* [Brief A] In the Postfix troubleshooting text, what SSL alert number does the mail log excerpt report?
* [Brief B] Update a passage of the Postfix troubleshooting text: begin at the words "So there's some" and stop after "verify return:1 ...". Replace "handle" with "grip".
* [Brief C] Condense the paragraph of the Postfix troubleshooting text that begins "This isn't the certificate used by Mailgun" into two sentences, keeping its main facts.

Except the email never arrived. I headed over to mail.log
to see what Postfix was saying...
Excerpt from /var/log/mail.log
postfix/smtpd[1141504]: connect from m206-43.eu.mailgun.net postfix/smtpd[1141504]: SSL_accept error from m206-43.eu.mailgun.net: -1 postfix/smtpd[1141504]: warning: TLS library problem: error:14094412:SSL routines:ssl3_read_bytes:sslv3 alert bad certificate:../ssl/record/rec_layer_s3.c:1543: SSL alert number 42: postfix/smtpd[1141504]: lost connection after STARTTLS from m206-43.eu.mailgun.net
Well, that's weird. A little searching around reveals a thread on StackExchange where a helpful dave_thompson_085
has this advice:
Receiving alert bad certificate (code 42) means the server demands you authenticate with a certificate, and you did not do so, and that caused the handshake failure...
Find a certificate issued by a CA in the 'acceptable' list...
So there's some kind of problem with the other end's CA. But it's Mailgun, you'd expect them to have a handle on keeping things up to date; let's check what their certificate looks like.
$ openssl s_client -showcerts -connect api.mailgun.net:443 CONNECTED(00000005) depth=2 C = US, O = DigiCert Inc, OU = www.digicert.com, CN = DigiCert Global Root G2 verify return:1 depth=1 C = US, O = DigiCert Inc, CN = DigiCert Global G2 TLS RSA SHA256 2020 CA1 verify return:1 depth=0 C = US, ST = Texas, L = San Antonio, O = "MAILGUN TECHNOLOGIES, INC", CN = *.api.mailgun.net verify return:1 ...
This isn't the certificate used by Mailgun when attempting to send that email, but it is a certificate used by Mailgun, and it's signed by the DigiCert CA. If we check with DigiCert, we see that the 2020 CA certificate has been superceded as of March 2023, so that's probably our problem: our copy of DigiCert's CA is too old.

* [Dataset entries]
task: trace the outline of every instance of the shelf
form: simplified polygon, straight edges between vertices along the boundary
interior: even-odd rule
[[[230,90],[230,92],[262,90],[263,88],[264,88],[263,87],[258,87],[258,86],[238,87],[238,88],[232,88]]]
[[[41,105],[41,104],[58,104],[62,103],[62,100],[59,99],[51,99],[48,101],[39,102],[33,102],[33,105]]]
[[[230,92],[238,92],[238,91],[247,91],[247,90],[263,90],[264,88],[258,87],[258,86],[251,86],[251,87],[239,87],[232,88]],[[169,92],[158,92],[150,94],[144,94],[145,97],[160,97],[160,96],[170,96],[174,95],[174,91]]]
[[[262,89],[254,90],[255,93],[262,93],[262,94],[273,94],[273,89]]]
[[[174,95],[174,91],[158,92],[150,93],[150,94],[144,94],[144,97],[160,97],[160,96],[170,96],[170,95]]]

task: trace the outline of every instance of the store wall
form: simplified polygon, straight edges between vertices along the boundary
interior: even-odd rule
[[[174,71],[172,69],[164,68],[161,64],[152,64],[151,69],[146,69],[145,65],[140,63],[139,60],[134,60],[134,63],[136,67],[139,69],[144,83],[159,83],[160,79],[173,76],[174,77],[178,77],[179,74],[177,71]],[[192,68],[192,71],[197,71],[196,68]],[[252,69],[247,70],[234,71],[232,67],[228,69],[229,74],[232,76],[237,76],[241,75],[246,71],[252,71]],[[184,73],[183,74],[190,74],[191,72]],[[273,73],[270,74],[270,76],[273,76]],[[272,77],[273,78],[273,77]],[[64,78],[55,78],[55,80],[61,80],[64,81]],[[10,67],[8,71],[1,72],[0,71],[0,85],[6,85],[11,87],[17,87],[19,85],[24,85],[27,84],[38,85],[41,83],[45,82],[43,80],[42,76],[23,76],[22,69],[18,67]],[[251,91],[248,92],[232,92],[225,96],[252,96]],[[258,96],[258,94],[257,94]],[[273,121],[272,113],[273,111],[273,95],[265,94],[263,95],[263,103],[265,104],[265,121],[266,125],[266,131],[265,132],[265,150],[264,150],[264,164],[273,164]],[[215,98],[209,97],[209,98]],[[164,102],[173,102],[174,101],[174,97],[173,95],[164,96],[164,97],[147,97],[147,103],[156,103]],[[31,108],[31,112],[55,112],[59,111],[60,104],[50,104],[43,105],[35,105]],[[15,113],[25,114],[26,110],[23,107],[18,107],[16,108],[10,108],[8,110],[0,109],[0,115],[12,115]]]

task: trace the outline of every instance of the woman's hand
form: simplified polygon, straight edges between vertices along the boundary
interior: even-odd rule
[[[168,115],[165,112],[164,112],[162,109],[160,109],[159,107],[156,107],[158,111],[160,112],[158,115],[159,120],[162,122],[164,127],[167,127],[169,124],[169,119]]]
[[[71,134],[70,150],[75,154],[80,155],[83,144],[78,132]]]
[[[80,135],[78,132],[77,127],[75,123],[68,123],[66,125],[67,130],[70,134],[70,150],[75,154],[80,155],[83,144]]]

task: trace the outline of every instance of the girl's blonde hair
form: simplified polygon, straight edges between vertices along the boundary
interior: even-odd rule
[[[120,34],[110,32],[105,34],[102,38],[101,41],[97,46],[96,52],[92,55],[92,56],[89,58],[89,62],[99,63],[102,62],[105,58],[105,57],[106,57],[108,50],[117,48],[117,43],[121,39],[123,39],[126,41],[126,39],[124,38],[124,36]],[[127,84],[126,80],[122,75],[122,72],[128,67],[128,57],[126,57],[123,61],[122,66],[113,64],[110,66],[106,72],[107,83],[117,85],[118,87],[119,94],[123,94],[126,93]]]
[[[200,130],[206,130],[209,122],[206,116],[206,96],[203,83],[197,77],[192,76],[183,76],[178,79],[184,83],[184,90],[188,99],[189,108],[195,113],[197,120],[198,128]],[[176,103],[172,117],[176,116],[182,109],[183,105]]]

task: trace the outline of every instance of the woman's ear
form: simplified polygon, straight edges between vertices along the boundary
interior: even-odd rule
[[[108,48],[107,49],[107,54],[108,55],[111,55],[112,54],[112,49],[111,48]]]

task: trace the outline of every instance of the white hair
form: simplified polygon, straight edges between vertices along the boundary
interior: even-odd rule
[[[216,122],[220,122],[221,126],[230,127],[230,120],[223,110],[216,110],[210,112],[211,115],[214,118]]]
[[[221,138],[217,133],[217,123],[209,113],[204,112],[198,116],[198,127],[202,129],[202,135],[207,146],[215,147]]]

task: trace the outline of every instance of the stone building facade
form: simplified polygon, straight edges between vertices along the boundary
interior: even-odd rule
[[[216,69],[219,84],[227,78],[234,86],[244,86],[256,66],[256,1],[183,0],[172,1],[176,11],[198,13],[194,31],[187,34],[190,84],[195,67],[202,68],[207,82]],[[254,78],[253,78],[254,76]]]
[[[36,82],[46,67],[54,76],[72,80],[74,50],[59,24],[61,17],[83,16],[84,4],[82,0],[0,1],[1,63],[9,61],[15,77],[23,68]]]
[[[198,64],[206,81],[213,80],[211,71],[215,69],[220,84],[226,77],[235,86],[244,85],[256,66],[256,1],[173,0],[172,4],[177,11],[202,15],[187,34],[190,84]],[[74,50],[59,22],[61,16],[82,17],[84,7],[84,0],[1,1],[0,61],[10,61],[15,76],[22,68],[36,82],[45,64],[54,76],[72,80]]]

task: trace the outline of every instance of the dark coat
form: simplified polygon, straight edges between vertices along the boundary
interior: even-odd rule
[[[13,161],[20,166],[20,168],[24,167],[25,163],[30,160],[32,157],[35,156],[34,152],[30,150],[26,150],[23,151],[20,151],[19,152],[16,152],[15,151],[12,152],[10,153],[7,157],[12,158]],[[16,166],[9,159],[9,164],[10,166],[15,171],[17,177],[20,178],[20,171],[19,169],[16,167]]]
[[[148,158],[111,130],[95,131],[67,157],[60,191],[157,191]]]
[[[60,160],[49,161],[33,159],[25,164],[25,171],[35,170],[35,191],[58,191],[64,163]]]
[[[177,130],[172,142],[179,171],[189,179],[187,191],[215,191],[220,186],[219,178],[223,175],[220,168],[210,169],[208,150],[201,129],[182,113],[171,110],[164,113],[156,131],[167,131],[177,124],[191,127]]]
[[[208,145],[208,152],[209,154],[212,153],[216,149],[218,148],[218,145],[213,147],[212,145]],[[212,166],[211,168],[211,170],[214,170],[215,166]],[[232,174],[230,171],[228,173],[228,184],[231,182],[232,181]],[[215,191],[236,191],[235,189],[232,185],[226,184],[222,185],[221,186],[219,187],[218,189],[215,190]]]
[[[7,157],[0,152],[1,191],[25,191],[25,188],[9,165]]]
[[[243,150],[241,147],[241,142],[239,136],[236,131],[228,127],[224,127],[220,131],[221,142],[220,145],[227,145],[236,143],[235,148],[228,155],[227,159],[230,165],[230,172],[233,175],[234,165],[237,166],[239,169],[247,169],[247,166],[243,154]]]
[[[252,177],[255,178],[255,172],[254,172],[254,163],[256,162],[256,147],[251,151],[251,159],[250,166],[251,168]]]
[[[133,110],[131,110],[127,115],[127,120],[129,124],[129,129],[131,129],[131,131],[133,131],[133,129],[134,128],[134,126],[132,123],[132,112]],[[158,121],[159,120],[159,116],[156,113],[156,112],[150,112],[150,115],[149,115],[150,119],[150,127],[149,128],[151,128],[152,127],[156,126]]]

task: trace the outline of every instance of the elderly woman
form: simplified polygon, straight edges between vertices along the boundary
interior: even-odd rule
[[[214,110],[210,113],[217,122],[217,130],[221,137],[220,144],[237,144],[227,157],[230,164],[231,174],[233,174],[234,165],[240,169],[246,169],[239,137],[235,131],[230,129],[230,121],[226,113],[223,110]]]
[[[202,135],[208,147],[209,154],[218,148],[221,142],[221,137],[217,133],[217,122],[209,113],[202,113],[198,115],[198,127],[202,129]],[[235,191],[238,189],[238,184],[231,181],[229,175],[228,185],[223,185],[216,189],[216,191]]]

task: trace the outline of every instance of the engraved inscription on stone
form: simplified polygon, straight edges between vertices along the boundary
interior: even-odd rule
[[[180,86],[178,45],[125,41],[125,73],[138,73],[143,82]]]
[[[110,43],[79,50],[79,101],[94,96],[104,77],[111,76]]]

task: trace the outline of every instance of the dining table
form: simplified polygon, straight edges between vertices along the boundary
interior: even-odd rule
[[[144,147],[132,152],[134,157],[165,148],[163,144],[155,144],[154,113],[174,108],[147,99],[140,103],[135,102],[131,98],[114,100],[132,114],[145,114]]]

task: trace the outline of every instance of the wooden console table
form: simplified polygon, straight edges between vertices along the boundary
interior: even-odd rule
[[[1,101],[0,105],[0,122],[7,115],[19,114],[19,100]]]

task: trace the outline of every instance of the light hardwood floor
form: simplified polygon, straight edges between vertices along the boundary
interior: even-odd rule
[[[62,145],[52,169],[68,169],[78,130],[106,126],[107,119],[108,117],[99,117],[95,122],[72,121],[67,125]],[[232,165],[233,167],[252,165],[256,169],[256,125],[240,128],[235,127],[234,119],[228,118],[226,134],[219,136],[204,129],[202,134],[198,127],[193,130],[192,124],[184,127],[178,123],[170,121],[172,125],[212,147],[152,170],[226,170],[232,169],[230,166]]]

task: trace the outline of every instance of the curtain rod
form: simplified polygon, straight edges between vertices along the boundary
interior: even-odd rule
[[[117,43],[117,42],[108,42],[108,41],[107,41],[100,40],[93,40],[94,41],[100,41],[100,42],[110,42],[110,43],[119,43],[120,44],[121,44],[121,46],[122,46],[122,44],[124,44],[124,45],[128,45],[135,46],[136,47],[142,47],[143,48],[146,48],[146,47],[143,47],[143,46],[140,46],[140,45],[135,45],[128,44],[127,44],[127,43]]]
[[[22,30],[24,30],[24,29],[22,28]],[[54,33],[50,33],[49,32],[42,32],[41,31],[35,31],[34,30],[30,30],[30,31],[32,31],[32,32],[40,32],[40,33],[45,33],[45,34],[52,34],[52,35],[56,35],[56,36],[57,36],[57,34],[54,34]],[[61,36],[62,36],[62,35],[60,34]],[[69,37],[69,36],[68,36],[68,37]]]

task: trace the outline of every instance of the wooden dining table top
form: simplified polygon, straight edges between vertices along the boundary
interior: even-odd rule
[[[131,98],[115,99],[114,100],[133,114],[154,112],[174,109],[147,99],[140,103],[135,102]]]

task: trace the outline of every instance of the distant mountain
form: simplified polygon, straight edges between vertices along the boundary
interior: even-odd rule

* [Full output A] 42

* [Full output B]
So there's some kind of problem with the other end's CA. But it's Mailgun, you'd expect them to have a grip on keeping things up to date; let's check what their certificate looks like.
$ openssl s_client -showcerts -connect api.mailgun.net:443 CONNECTED(00000005) depth=2 C = US, O = DigiCert Inc, OU = www.digicert.com, CN = DigiCert Global Root G2 verify return:1 depth=1 C = US, O = DigiCert Inc, CN = DigiCert Global G2 TLS RSA SHA256 2020 CA1 verify return:1 depth=0 C = US, ST = Texas, L = San Antonio, O = "MAILGUN TECHNOLOGIES, INC", CN = *.api.mailgun.net verify return:1 ...

* [Full output C] The checked certificate is not the one Mailgun used for the failed email, but Mailgun does use it, and the DigiCert CA signed it. DigiCert replaced its 2020 CA certificate as of March 2023, so the likely problem is that the local copy of DigiCert's CA is too old.